Why GNUmakefile instead of Makefile? GNU Make looks for GNUmakefile first, then makefile, then Makefile. Using GNUmakefile explicitly signals that this file requires GNU Make features (like .PHONY and shell variable expansion). On macOS and Linux, the default make is GNU Make. On BSD systems (FreeBSD, OpenBSD), the default is BSD make, which has different syntax. The explicit name avoids silent breakage on those systems.

The MODULE variable at the top extracts your module path from go.mod automatically. You never need to hardcode it. This means the Makefile works as-is when copied to any Go project.

Mutation Testing in Go

Test coverage measures which lines your tests execute. Mutation testing measures whether your tests actually verify behavior. The distinction matters.

This is where gremlins changed how my team works. Before we adopted mutation testing, we’d hit our coverage numbers and move on. Ship it, the tests pass. Gremlins forced us to ask a different question: do the tests actually prove anything? It shifted our focus from “code that works” to code we can prove works. That’s a different thing.

A test that runs a function without checking the output gives you coverage. It gives you zero verification. Mutation testing catches this.

How It Works

Gremlins modifies your source code in small, targeted ways (mutations) and runs your tests against each mutation. If your tests still pass after a mutation, the mutant “survived,” meaning your tests failed to detect the change.

Install gremlins:

go install github.com/go-gremlins/gremlins/cmd/gremlins@latest

Consider this function:

// pkg/pricing/discount.go
func ApplyDiscount(price float64, percentage int) float64 {
    if percentage < 0 || percentage > 100 {
        return price
    }
    return price * float64(100-percentage) / 100
}

Gremlins creates mutations like these:

Change < to <= (boundary mutation)
Change > to >= (boundary mutation)
Change 100 to 99 (constant mutation)
Change * to / (arithmetic mutation)
Change || to && (logical mutation)
Remove the guard clause entirely (statement deletion)

Each mutation produces a modified version of your code. Gremlins compiles it, runs your tests, and records whether the tests caught the change.

| EXERCISES |
a – Answer these questions from the text on Go tooling and mutation testing, one line each:
(i) Which make is the default on BSD systems such as FreeBSD and OpenBSD?
(ii) From which file does the MODULE variable extract the module path?
(iii) What does it mean when a mutant "survived"?
b – Extend the text on Go tooling and mutation testing, picking up after its final sentence.

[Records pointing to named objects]
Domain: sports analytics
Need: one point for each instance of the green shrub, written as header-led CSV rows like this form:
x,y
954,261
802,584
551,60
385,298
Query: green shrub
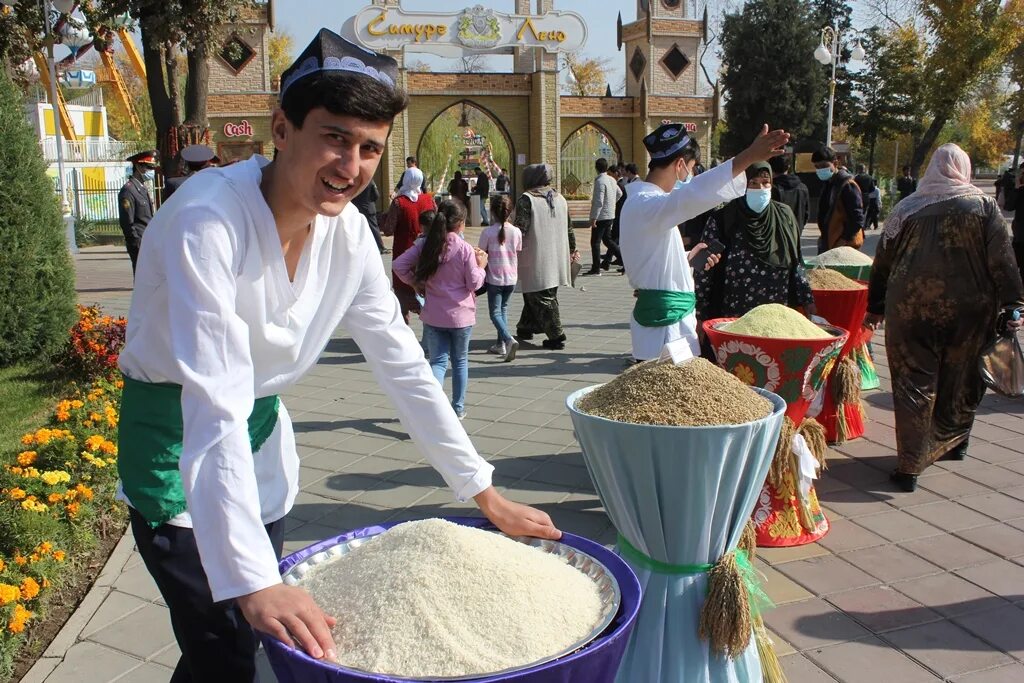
x,y
37,278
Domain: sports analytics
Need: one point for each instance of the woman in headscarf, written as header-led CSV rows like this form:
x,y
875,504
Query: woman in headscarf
x,y
411,203
762,261
548,245
944,280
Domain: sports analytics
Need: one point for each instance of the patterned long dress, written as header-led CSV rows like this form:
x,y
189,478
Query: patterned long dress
x,y
745,282
940,284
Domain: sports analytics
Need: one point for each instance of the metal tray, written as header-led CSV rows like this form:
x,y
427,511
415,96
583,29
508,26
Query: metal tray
x,y
592,567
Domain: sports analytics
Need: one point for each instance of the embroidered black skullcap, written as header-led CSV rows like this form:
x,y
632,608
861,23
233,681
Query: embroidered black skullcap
x,y
331,52
667,140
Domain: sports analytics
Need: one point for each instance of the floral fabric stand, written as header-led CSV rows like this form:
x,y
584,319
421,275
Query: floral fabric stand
x,y
787,511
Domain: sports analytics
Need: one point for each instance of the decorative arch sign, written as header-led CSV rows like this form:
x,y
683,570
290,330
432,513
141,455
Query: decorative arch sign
x,y
473,29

| WRITTEN ANSWERS |
a –
(i) BSD make, which has different syntax.
(ii) go.mod.
(iii) The tests still passed after the mutation, so they failed to detect the change.

b –
Tests That Survive Mutation

Here’s a test that achieves 100% line coverage but fails mutation testing:

func TestApplyDiscount_Basic(t *testing.T) {
    result := ApplyDiscount(100, 20)
    if result != 80 {
        t.Errorf("got %v, want 80", result)
    }
}

Full line coverage, zero boundary testing. Change < to <= in the guard clause and the test still passes because it never tests percentage 0 or -1. The mutant survives.

Tests That Kill Mutants

func TestApplyDiscount(t *testing.T) {
    tests := []struct {
        name       string
        price      float64
        percentage int
        want       float64
    }{
        {"20% off 100", 100, 20, 80.0},
        {"no discount", 100, 0, 100.0},
        {"full discount", 100, 100, 0.0},
        {"negative percentage unchanged", 100, -1, 100.0},
        {"over 100% unchanged", 100, 101, 100.0},
        {"boundary: 1%", 100, 1, 99.0},
        {"boundary: 99%", 100, 99, 1.0},
        {"zero price", 0, 50, 0.0},
    }
    for _, tt := range tests {
        t.Run(tt.name, func(t *testing.T) {
            got := ApplyDiscount(tt.price, tt.percentage)
            if got != tt.want {
                t.Errorf("ApplyDiscount(%v, %v) = %v, want %v",
                    tt.price, tt.percentage, got, tt.want)
            }
        })
    }
}

The boundary tests are the key. Testing percentage 0, 1, 99, 100, -1, and 101 covers every edge of the guard clause. If gremlins changes < to <=, the test for percentage 0 fails. If it changes > to >=, the test for percentage 100 fails. If it changes 100 to 99, the test for full discount fails. Every mutant is killed.

AI-generated tests rarely include these boundary cases unless explicitly asked. Mutation testing quantifies the gap: “73% of mutants killed” means 27% of code changes go undetected by your tests.

Running Gremlins

Run mutation testing against your project:

# Run with default settings
gremlins unleash

# Run with a minimum score threshold
gremlins unleash --threshold 60

# Run against a specific package
gremlins unleash ./pkg/pricing/...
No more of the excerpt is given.